◆ MATERIAL FOR THE TASK

======

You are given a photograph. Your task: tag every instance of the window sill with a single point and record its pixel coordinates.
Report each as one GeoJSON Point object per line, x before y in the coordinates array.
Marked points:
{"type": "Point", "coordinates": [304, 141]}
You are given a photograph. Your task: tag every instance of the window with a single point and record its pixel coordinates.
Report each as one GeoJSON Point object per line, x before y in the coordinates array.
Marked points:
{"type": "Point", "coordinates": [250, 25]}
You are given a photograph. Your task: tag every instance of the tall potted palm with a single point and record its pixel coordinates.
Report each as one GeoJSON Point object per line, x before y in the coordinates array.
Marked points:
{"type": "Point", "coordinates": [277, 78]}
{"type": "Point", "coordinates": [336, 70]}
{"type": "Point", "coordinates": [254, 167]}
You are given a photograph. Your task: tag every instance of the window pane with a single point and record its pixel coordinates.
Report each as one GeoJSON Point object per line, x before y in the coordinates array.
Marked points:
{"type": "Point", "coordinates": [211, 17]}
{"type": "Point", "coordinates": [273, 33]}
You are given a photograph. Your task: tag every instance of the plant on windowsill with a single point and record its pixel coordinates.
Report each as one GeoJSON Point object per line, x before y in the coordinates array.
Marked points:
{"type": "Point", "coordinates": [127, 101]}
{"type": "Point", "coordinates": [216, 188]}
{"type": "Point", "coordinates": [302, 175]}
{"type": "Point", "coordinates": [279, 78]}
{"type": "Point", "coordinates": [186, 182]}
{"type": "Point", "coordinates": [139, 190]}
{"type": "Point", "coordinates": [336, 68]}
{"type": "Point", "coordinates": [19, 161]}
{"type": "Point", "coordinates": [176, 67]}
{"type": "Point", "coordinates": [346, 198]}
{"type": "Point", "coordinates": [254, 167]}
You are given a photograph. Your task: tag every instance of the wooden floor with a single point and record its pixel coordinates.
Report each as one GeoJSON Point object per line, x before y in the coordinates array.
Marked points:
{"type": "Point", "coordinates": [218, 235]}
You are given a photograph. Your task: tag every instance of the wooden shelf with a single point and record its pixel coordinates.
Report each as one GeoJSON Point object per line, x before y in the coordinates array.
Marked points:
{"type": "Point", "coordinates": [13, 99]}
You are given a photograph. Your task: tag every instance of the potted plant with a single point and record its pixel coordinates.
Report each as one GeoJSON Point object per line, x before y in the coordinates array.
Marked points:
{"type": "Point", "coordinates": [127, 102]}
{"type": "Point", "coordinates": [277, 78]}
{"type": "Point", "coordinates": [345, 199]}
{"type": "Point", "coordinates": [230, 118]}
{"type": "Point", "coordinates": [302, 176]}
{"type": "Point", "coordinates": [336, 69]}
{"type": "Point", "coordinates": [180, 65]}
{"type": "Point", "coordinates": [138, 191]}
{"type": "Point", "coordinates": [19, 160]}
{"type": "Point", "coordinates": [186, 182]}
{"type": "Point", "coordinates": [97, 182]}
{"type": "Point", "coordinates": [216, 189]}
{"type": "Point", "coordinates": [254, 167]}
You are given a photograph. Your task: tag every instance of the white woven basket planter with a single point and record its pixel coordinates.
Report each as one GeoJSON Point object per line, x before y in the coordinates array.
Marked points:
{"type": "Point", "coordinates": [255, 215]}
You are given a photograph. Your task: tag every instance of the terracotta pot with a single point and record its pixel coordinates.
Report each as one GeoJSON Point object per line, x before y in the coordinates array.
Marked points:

======

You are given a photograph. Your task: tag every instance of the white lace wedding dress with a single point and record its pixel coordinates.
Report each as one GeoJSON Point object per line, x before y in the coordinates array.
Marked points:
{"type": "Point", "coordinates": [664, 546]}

======

◆ PROBLEM DETAILS
Nothing but a number is expected here: how many lines above include the string "potted".

◆ WRITTEN SOLUTION
2